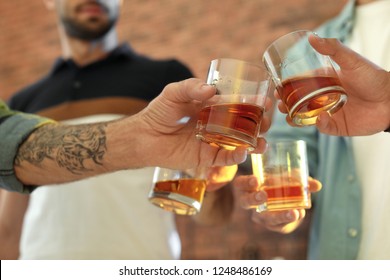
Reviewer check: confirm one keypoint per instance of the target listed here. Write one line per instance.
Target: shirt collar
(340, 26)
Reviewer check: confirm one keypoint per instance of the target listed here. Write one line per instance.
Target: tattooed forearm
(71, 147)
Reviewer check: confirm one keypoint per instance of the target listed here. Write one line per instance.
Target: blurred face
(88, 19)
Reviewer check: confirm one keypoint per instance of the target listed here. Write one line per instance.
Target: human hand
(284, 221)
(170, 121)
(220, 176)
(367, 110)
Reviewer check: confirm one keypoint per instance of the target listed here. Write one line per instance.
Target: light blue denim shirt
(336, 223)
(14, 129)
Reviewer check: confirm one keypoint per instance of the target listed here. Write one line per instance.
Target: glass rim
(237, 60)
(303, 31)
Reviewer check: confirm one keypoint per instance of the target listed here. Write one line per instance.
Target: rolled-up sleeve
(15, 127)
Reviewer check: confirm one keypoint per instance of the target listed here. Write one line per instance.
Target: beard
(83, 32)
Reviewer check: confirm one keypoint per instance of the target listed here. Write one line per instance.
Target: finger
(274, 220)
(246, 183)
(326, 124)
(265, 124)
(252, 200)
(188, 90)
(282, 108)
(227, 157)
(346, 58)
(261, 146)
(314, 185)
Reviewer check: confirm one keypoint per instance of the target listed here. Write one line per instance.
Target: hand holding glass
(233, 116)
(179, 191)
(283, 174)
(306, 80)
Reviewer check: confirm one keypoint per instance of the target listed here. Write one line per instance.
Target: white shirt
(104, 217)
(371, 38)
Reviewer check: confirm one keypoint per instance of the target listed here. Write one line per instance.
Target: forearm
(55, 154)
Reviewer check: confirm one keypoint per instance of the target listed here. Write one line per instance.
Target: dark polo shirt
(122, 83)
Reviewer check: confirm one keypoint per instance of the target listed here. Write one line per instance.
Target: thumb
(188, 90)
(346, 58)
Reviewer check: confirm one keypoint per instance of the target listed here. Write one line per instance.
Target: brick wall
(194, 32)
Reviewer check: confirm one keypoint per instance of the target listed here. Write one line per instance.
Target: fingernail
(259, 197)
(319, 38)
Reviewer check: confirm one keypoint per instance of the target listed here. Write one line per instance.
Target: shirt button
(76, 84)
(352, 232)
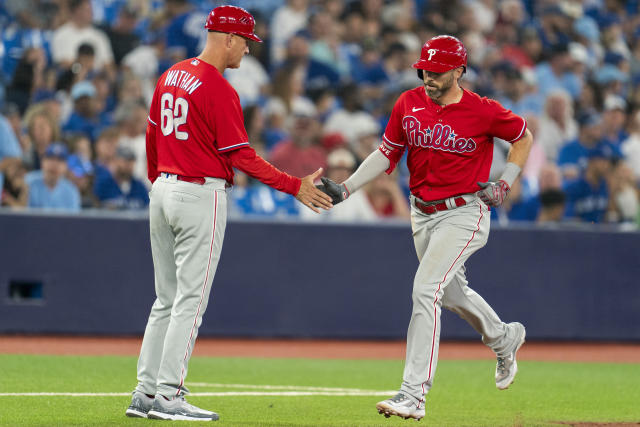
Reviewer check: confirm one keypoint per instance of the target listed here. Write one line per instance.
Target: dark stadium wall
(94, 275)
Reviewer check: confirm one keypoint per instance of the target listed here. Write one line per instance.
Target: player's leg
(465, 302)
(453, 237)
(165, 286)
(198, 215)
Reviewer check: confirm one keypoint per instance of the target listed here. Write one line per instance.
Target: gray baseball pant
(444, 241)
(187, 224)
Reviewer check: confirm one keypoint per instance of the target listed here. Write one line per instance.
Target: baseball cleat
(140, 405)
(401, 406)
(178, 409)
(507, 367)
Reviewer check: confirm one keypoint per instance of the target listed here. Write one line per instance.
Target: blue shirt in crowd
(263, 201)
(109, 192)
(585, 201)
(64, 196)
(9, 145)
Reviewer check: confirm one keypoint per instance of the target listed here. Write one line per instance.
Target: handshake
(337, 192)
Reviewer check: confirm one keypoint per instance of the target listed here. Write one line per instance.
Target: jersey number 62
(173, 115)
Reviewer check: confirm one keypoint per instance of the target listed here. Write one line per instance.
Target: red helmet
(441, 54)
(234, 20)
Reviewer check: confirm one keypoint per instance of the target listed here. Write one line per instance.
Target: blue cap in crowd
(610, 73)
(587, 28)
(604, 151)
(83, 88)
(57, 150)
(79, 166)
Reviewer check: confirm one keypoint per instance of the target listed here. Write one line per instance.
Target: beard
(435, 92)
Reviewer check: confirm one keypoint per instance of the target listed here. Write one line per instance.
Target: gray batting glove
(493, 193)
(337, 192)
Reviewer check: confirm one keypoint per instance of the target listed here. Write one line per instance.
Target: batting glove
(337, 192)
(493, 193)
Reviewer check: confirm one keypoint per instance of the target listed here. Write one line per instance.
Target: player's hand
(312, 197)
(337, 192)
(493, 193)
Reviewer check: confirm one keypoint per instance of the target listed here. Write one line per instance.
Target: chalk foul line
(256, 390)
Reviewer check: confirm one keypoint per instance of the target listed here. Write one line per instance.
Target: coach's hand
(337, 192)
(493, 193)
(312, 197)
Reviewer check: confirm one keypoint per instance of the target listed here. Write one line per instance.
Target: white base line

====================

* REQUIREMENTS
Each record above must be returned exactly as written, with its pictures omitted.

* RESPONSE TO THIS EXERCISE
Reviewer check: confirm one keypoint per instance of the target listed here. Write one line per instance.
Target: shirt collar
(340, 26)
Reviewer check: confirm one keypoint per instance of the target listed here. Write one line per instance.
Target: tattooed forearm
(71, 147)
Reviewer check: confirm one keypoint per instance of the target listed here. Write one line per instance.
Target: blurred face
(88, 19)
Reviewer check: confirm one keypoint per instance of the target listed here. Write one line per instance.
Target: human hand
(284, 221)
(170, 121)
(220, 176)
(367, 110)
Reviewer check: confirm one keypoint per instance of the target listed here. Write one line per instance.
Target: light blue denim shirt
(336, 223)
(14, 129)
Reviewer check: confirm one keypoint per instance of the target listed here. Write one line per instance.
Target: glass rim
(237, 60)
(303, 31)
Reviewer check: confirm one keypoint per instance of the target listed here. Write one line per instance.
Target: rolled-up sleeve
(15, 127)
Reviewer check: confirm one keypoint per instance of the target listed here. Write one line per instance.
Target: beard
(83, 32)
Reviewer check: confirm one keypoint per instance of the target listed here. Write one line per instance.
Target: finger
(274, 220)
(246, 183)
(326, 124)
(265, 124)
(252, 200)
(188, 90)
(282, 108)
(227, 157)
(346, 58)
(261, 146)
(314, 185)
Reviewer check: confirm one keypoint per instance of the target listed here. Write one line per instance.
Target: hand holding glass
(233, 116)
(179, 191)
(283, 174)
(306, 80)
Reviewer check: confirm one keypoint per instance of the target listed here. Write one line per instance.
Target: white shirt
(104, 217)
(371, 38)
Reviewer check: confirm one keypoint per instance of the target listed here. Write one line per instance.
Target: forearm
(55, 154)
Reviewer check: confirm one keypoint per instance of the target listed here. Write one line per instance.
Target: dark polo shirt
(122, 83)
Reviewer check: confirm one keypoint per instance of the target listed here. Write one line per instance.
Target: thumb
(188, 90)
(346, 58)
Reviewer check: confirm one keypoint per instance of the target listed here. Write one line per instance.
Target: brick wall
(194, 32)
Reviewer check: confirm one keypoint per instance of the target listed here. Write one line per instance.
Target: fingernail
(259, 197)
(319, 38)
Reviewer check: confirm one keypoint per instance of the target listed here. Write one line per instance.
Target: shirt button
(76, 84)
(352, 232)
Reviewer check: confirm one keypoint per instance of the target listed here. Write one line per instance.
Target: dark stadium wall
(94, 275)
Reviewer check: confirm one keypoint per instance of the target listed here. Write one line per instance.
Target: player's leg
(465, 302)
(453, 237)
(165, 286)
(198, 215)
Reviewer check: confirm one keypoint per instance of the target listed here. Write one line per instance.
Target: gray baseball pant
(444, 241)
(187, 224)
Reviewer check: confirm one keypoint per instance of the target listed here. Write one line per instance.
Target: baseball cleat
(140, 405)
(401, 406)
(178, 409)
(507, 367)
Reviewer check: confirm one keypoint per instance of the target listed here. Write one line per instance.
Target: blue shirt in crowd
(263, 201)
(109, 192)
(585, 201)
(64, 196)
(9, 145)
Reviewer check: confirm one keypoint per instance of the target listed here. Write one line per instance.
Target: handshake
(337, 192)
Reviewer check: confirm one keypoint per instance of the target listed here. Write one line per instance.
Target: jersey number 62
(173, 115)
Reviewer check: confirm one keypoint per instance of the target listed here. Write one line per instance.
Target: red helmet
(441, 54)
(234, 20)
Reviewer check: confirm one keypoint per instance of the target listed here. Write one line per instance.
Target: blue cap in crowd
(610, 73)
(587, 28)
(604, 151)
(83, 88)
(57, 150)
(79, 166)
Reviewer check: confirm one keypoint per instance of the target listed here. Write one line per instance.
Target: beard
(435, 92)
Reviewer check: confirm one keypoint per instance of the target listed here. Write one line per instance.
Target: gray batting glove
(493, 193)
(337, 192)
Reviewer check: confirm one keypoint per instance of the target listed here. Write one line per instance.
Target: batting glove
(337, 192)
(493, 193)
Reviewer check: confirm one keypoint per instance of the target listed here. Write one line per instance.
Target: player's hand
(312, 197)
(337, 192)
(493, 193)
Reviewer check: confirm one keypoint per instance of the target listed here. Write one line per instance.
Target: chalk foul line
(256, 390)
Reviewer check: confirm one keypoint per instance of the target listed here. Write one line per instance.
Target: coach's hand
(337, 192)
(493, 193)
(312, 197)
Reviewer check: confirm one keypoint per instance of the target listed here. Write one line per instance.
Target: white base line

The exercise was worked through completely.